*Instructions for the task*
Give back every line of the material below exactly, but no images.

*Data records*
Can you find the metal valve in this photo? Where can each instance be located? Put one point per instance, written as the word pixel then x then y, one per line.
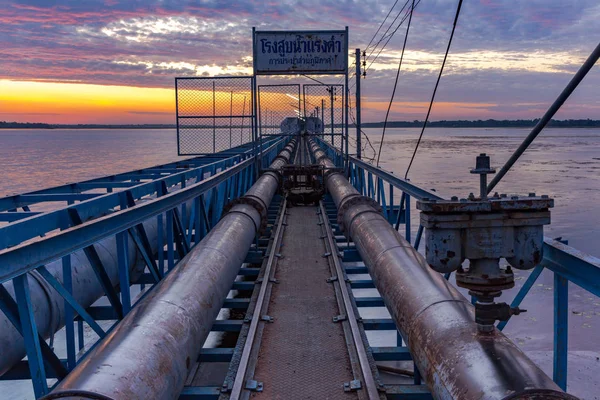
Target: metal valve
pixel 483 230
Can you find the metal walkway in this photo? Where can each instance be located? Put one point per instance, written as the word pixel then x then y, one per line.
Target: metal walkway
pixel 303 353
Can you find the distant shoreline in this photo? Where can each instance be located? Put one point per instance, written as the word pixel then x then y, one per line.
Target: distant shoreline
pixel 490 123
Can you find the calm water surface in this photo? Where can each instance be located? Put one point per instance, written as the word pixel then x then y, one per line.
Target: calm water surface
pixel 563 163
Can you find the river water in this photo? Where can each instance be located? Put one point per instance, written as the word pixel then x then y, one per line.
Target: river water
pixel 562 163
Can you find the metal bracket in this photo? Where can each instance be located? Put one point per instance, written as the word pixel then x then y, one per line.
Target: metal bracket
pixel 352 386
pixel 254 386
pixel 226 387
pixel 339 318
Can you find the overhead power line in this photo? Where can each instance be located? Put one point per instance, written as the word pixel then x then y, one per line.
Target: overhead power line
pixel 387 114
pixel 435 88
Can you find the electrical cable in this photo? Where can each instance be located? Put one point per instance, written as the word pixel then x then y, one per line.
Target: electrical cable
pixel 383 36
pixel 387 114
pixel 381 25
pixel 390 37
pixel 435 88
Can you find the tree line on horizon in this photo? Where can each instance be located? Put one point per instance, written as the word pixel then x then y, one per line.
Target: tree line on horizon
pixel 488 123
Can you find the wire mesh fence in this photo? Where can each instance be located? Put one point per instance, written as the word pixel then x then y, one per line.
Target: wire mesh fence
pixel 327 103
pixel 213 114
pixel 276 103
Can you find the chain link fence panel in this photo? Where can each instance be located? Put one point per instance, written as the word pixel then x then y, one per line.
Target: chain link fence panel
pixel 213 114
pixel 327 103
pixel 276 103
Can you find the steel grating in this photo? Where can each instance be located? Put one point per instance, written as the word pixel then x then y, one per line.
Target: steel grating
pixel 303 354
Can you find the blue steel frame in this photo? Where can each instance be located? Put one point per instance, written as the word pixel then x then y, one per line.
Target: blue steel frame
pixel 208 182
pixel 566 263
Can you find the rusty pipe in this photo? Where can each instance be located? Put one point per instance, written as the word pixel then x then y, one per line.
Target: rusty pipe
pixel 150 353
pixel 456 360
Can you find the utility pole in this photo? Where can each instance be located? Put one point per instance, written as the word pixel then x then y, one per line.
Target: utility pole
pixel 357 102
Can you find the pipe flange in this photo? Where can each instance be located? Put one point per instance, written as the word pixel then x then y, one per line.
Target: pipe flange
pixel 256 203
pixel 353 200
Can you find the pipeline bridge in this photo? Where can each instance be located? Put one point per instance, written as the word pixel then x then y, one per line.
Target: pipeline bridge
pixel 237 273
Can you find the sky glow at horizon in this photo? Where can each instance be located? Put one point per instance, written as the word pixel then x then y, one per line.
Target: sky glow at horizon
pixel 114 61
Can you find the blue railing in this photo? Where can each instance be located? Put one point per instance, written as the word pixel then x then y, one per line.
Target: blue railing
pixel 184 205
pixel 566 263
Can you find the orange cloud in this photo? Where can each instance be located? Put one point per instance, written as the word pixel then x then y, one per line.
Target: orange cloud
pixel 82 103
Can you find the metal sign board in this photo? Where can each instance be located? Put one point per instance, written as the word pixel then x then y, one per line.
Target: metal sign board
pixel 300 52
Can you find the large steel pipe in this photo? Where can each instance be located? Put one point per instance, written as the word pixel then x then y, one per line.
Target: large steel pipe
pixel 456 360
pixel 48 305
pixel 150 353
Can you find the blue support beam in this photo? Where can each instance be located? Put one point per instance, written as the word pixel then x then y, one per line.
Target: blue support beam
pixel 561 330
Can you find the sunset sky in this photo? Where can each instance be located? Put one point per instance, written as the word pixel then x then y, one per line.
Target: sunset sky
pixel 114 61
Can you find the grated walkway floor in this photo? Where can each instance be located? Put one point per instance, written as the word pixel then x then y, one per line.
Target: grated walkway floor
pixel 303 354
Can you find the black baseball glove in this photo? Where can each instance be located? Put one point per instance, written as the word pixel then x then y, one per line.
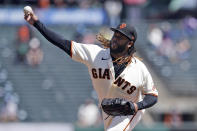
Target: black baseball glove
pixel 118 107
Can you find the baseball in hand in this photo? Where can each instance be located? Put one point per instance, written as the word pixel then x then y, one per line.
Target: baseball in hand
pixel 28 10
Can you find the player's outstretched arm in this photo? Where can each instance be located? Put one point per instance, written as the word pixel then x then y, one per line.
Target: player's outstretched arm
pixel 51 36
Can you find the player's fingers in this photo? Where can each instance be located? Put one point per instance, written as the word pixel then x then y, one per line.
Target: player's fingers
pixel 28 17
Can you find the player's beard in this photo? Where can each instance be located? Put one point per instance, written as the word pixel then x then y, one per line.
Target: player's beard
pixel 116 48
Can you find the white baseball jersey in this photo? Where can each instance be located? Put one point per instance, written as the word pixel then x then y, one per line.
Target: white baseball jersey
pixel 131 84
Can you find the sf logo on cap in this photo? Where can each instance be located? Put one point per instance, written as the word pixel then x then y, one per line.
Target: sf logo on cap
pixel 123 25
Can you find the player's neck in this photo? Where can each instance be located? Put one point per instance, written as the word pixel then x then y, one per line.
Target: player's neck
pixel 118 55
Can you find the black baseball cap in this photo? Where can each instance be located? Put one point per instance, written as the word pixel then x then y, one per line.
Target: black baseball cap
pixel 128 30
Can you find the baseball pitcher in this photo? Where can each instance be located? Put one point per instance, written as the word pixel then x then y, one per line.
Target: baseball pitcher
pixel 123 84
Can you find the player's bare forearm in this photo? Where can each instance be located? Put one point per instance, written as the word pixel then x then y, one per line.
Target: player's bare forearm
pixel 50 35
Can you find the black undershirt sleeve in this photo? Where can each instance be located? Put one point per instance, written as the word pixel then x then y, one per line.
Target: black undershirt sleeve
pixel 54 38
pixel 148 101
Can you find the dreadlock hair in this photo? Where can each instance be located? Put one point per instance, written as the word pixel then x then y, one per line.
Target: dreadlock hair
pixel 123 59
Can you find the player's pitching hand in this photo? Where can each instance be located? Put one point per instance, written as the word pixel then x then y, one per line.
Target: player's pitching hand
pixel 29 15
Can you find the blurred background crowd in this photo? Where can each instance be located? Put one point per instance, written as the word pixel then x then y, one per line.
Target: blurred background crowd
pixel 40 83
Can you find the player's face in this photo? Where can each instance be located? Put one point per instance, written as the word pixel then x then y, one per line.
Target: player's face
pixel 119 43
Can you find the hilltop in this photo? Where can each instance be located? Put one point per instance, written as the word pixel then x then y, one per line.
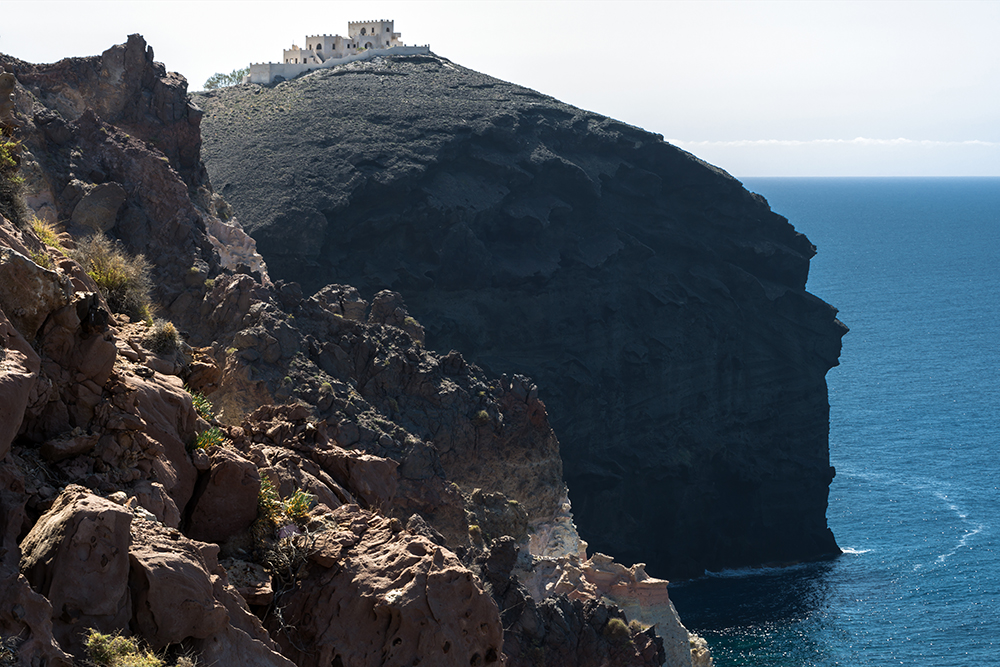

*Answer space*
Can you find the metal valve in this photo? Where can each instance be located? Put one point per instance, written as the word pixel then x then y, one per line.
Target: metal valve
pixel 483 230
Can you find the metal walkway in this photo? Where can each instance be located? Put one point per instance, written as the word pixel then x then y, one per line.
Target: metal walkway
pixel 303 353
Can you find the distant shoreline in this photo? Where can each instance be located? Put one point per instance, written as the word pixel then x then y, one per line.
Target: distant shoreline
pixel 490 123
Can you find the calm water surface in this photo? Where can each instance be located? Put one point per instance, written as the word pixel then x then y, one per line.
Target: calm water surface
pixel 563 163
Can you find the river water in this photo? Where can each instance be located? Put one point per instance, written as the word pixel then x then y, one per line.
Target: river water
pixel 562 163
Can you find the metal bracket in this photo? Where can each instance be located? Put one point per instance, written as the word pixel then x then y, one per line.
Target: metal bracket
pixel 352 386
pixel 254 386
pixel 226 387
pixel 339 318
Can you find the overhead power line in this photo? Where can each instance be located? Put one point per instance, written as the word pixel then x then y, one per line.
Target: overhead power line
pixel 387 114
pixel 435 88
Can you find the electrical cable in this photo? Where can each instance be located? Put one point per instance, written as the word pixel then x then y, one per line.
Target: electrical cable
pixel 383 36
pixel 387 114
pixel 381 25
pixel 390 37
pixel 435 88
Can you find the tree line on horizon in this photo? Where can each instance be located? Put one point per instance, written as the word pixel then x then y, one per line.
Target: tree line on horizon
pixel 488 123
Can you find the wire mesh fence in this photo? Where can each instance be located? Put one point per instance, written as the word pixel then x then y, one per line.
Target: wire mesh fence
pixel 327 103
pixel 213 114
pixel 276 103
Can you find the chain link fence panel in this photo? Where can each instance be located? Put one point per instance, written as the word pixel then x then y, one per line.
Target: chain link fence panel
pixel 213 114
pixel 327 103
pixel 276 103
Can you find the steel grating in this photo? Where can each instance be located? Put one point per instance, written as the word pixel then x then y, one per line.
Target: steel grating
pixel 303 354
Can you find the blue steel frame in this photo? Where can each instance be located? Put one point per instance, written as the word pixel then x then y, one per line.
Target: blue steel frame
pixel 208 182
pixel 566 263
Can you find the rusty pipe in this photo? Where can each instance be located? Put one point per instance, written as the word pixel then x then y, one per line.
Target: rusty pipe
pixel 150 353
pixel 456 360
Can you find the utility pole in this photo? Where can each instance be located? Put one point per instance, written as the word pixel then x then y, one per line.
Target: utility pole
pixel 357 102
Can you find the pipe flange in this photo? Where can each instance be located? Put one point per instance, written as the word pixel then x then y, one per line.
Target: pipe flange
pixel 256 203
pixel 353 200
Can you find the pipeline bridge in this photo? Where can each instance be located? Put one point per instance, written as the word pixel then x then y, one per line.
Target: pipeline bridge
pixel 237 273
Can you find the sky glow at horizon in this photo? Where can each instance be located? Put one point per instance, written as the word pixel then x then y, one per line.
Target: sky glow at horizon
pixel 114 61
Can you find the blue railing in this photo? Where can each instance be located? Put one point per instance, written as the word pixel then x then y, one per line.
Target: blue railing
pixel 184 205
pixel 566 263
Can you find the orange cloud in this photo? Where can each instance be located? Put one point per instance, written as the word pixel then x then y, one per line.
Target: orange cloud
pixel 82 103
Can you find the metal sign board in this photo? Where can each instance be located? Put one point per instance, written as the word pixel then x then y, one per line.
Target: metal sign board
pixel 300 52
Can you find the large steel pipe in this photo? Where can each instance be located? Put one point per instance, written as the word pixel then x then y, one per line.
Target: large steel pipe
pixel 456 360
pixel 48 305
pixel 150 353
Can you find the blue support beam in this photo? Where can each instance be located? Put one point per instance, written as the word pixel then x then y, one per line.
Target: blue support beam
pixel 561 330
Can you find the sunset sky in this photo? Where can each instance be located? Put one point per instance, written as the word pixel then x then y, one per line.
Target: sunset sky
pixel 114 61
Can you find the grated walkway floor in this photo? Where can each instance be located? Put one point per instance, written as the word pixel then x then y, one per line.
Target: grated walkway floor
pixel 303 354
Can you find the black baseball glove in this photo? Where can each instance be located? Put one point per instance, written as the word pixel then x then y, one per line.
Target: black baseball glove
pixel 118 107
Can you find the baseball in hand in this photo? Where can each instance be located? Put one point per instance, written as the word pixel then x then y, one per line.
Target: baseball in hand
pixel 28 10
Can you find the player's outstretched arm in this photo? Where can each instance be located? Put one point per instance, written as the word pixel then x then y, one per line.
Target: player's outstretched arm
pixel 51 36
Can you find the player's fingers in this photo? Where can each instance be located? Put one point per instance, written as the word pixel then x then y, one per line.
Target: player's fingers
pixel 28 17
Can you find the player's beard in this photo? Where can each instance be located? Put one point per instance, written as the word pixel then x then y, one per line.
Target: player's beard
pixel 116 48
Can you find the white baseball jersey in this photo? Where can each instance be located? Put one point per instance, written as the word pixel then x then y, one per line.
Target: white baseball jersey
pixel 131 84
Can you find the sf logo on cap in this photo? Where can each instance be located? Put one point per instance, written as the word pixel then x then y, one per line.
Target: sf logo on cap
pixel 123 25
Can you find the player's neck in this photo? Where can each instance be located? Put one point per instance, written as the word pixel then x then y, one per line.
Target: player's neck
pixel 118 55
Can you find the black baseball cap in this photo? Where can each instance be located? Put one point per instance, written as the word pixel then x then y, one per line.
Target: black baseball cap
pixel 128 30
Can you find the baseball pitcher in this photo? Where can each instance be located? Put one point per instance, written as the word pixel then x then y, one per line.
Target: baseball pitcher
pixel 123 84
Can you find the player's bare forearm in this photo? Where can each instance be located? Put one point per instance, written as the word pixel then x then y, one per line.
Target: player's bare forearm
pixel 50 35
Can you find the black undershirt sleeve in this photo? Where can each instance be located? Put one point per instance, written as the word pixel then x then y, one per line.
Target: black undershirt sleeve
pixel 54 38
pixel 148 101
Can you find the dreadlock hair in this photo? Where can each instance be located? Put one point per instance, written as the word pixel then x then y, one per line.
Target: dreadlock hair
pixel 123 59
Can you find the player's pitching hand in this photo? Where can each instance be located? Put one point per instance, written as the word pixel then x then y, one per line.
Target: player's pitching hand
pixel 29 15
Can you find the blurred background crowd in this photo? Where can each instance be located? Put one point per instance, written as the word pixel then x then y, one per line.
Target: blurred background crowd
pixel 40 83
Can you find the player's face in this photo? Where can each instance be located? Put one point per instance, written as the word pixel then x then y, one per line.
Target: player's face
pixel 119 43
Can you find the hilltop in this photo? Where can each instance be located? Put one point per instance, written as the word pixel then x then y, one per line.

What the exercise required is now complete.